DIRECTIONS FOR THIS TASK:
Reproduce, exactly and in full, the records that follow, minus any pictures.

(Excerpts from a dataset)
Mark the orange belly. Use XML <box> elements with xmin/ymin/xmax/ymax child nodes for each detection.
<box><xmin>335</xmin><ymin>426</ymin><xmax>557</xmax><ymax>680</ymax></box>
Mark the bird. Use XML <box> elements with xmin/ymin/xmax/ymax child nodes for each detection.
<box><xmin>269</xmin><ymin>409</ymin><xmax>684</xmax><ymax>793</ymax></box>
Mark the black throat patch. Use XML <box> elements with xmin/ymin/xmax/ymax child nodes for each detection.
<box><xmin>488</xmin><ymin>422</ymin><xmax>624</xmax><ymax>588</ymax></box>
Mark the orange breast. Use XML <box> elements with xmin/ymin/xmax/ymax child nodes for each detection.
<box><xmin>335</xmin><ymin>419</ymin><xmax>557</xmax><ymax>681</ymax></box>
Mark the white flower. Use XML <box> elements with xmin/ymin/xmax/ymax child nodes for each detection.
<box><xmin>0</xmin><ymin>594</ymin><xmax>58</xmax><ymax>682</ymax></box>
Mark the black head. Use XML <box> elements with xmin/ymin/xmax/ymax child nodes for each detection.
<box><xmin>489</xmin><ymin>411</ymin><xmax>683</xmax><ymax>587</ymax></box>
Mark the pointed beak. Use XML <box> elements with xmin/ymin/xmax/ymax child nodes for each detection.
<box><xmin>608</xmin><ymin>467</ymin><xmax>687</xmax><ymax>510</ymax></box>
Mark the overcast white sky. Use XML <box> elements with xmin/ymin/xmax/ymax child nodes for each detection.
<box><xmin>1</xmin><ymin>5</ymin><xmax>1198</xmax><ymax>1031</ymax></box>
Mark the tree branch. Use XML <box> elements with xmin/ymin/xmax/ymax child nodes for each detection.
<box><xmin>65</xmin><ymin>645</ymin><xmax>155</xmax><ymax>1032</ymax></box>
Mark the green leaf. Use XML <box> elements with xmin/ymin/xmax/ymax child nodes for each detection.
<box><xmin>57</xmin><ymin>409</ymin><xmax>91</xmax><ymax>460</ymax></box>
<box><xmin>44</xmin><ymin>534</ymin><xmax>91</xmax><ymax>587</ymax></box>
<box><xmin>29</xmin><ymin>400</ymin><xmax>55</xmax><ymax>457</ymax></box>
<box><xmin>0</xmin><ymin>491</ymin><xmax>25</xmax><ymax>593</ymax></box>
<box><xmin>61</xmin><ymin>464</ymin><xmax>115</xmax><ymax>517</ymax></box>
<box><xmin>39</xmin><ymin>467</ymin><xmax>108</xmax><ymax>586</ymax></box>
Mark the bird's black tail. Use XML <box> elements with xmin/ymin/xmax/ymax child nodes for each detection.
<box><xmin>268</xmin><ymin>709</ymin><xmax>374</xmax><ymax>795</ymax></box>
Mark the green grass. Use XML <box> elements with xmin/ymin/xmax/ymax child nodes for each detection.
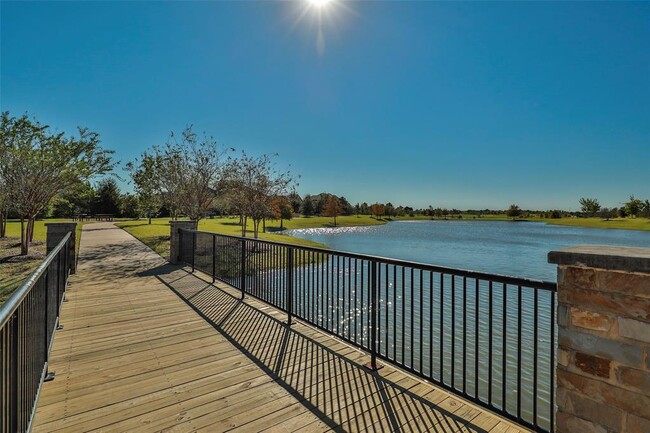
<box><xmin>1</xmin><ymin>219</ymin><xmax>85</xmax><ymax>303</ymax></box>
<box><xmin>116</xmin><ymin>216</ymin><xmax>366</xmax><ymax>259</ymax></box>
<box><xmin>529</xmin><ymin>216</ymin><xmax>650</xmax><ymax>231</ymax></box>
<box><xmin>392</xmin><ymin>213</ymin><xmax>650</xmax><ymax>231</ymax></box>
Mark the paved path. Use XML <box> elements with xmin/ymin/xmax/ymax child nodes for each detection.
<box><xmin>32</xmin><ymin>222</ymin><xmax>529</xmax><ymax>432</ymax></box>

ANSWER BOX:
Mark the orange belly. Use XML <box> elements with xmin/ymin/xmax/ymax child nodes for each detection.
<box><xmin>335</xmin><ymin>426</ymin><xmax>557</xmax><ymax>680</ymax></box>
Mark the bird. Use XML <box> elements with xmin/ymin/xmax/ymax child nodes for each detection.
<box><xmin>269</xmin><ymin>409</ymin><xmax>684</xmax><ymax>793</ymax></box>
Mark the black throat patch. Use XML <box> elements with xmin/ymin/xmax/ymax child nodes for each detection.
<box><xmin>488</xmin><ymin>422</ymin><xmax>624</xmax><ymax>588</ymax></box>
Mark the orange breast. Use XML <box> elements with xmin/ymin/xmax/ymax child nodes for each detection.
<box><xmin>335</xmin><ymin>419</ymin><xmax>557</xmax><ymax>681</ymax></box>
Mark the white flower. Use XML <box> elements with xmin/ymin/xmax/ymax child nodes for each detection.
<box><xmin>0</xmin><ymin>594</ymin><xmax>58</xmax><ymax>682</ymax></box>
Mark the black head. Use XML <box> elements with xmin/ymin/xmax/ymax child nodes for each detection.
<box><xmin>489</xmin><ymin>411</ymin><xmax>683</xmax><ymax>587</ymax></box>
Mark the pointed beak. Use XML <box> elements with xmin/ymin/xmax/ymax child nodes for each detection.
<box><xmin>608</xmin><ymin>467</ymin><xmax>687</xmax><ymax>510</ymax></box>
Mark the overcast white sky. Use XML <box> elements with xmin/ymin/xmax/ymax child nodes for each detection.
<box><xmin>1</xmin><ymin>5</ymin><xmax>1198</xmax><ymax>1031</ymax></box>
Mark the tree branch. Use XML <box> elements with xmin/ymin/xmax/ymax child nodes for each detection.
<box><xmin>65</xmin><ymin>645</ymin><xmax>155</xmax><ymax>1032</ymax></box>
Mark the green leaf. Use XML <box> elements with xmin/ymin/xmax/ymax child nodes for each detection.
<box><xmin>57</xmin><ymin>409</ymin><xmax>91</xmax><ymax>460</ymax></box>
<box><xmin>44</xmin><ymin>534</ymin><xmax>91</xmax><ymax>587</ymax></box>
<box><xmin>29</xmin><ymin>400</ymin><xmax>55</xmax><ymax>457</ymax></box>
<box><xmin>0</xmin><ymin>491</ymin><xmax>25</xmax><ymax>593</ymax></box>
<box><xmin>61</xmin><ymin>464</ymin><xmax>115</xmax><ymax>517</ymax></box>
<box><xmin>39</xmin><ymin>467</ymin><xmax>108</xmax><ymax>586</ymax></box>
Mark the bird's black tail. Use XML <box> elements with xmin/ymin/xmax/ymax child nodes for each detection.
<box><xmin>268</xmin><ymin>709</ymin><xmax>374</xmax><ymax>795</ymax></box>
Mark the green grass. Use XML <box> elements with xmin/ymin/xmax/ymax child nodes for each detection.
<box><xmin>1</xmin><ymin>219</ymin><xmax>85</xmax><ymax>303</ymax></box>
<box><xmin>116</xmin><ymin>216</ymin><xmax>366</xmax><ymax>259</ymax></box>
<box><xmin>529</xmin><ymin>216</ymin><xmax>650</xmax><ymax>231</ymax></box>
<box><xmin>392</xmin><ymin>213</ymin><xmax>650</xmax><ymax>231</ymax></box>
Mark the paved path. Use XML <box> elements with xmin/ymin/xmax/ymax child nodes for each detection.
<box><xmin>32</xmin><ymin>222</ymin><xmax>529</xmax><ymax>432</ymax></box>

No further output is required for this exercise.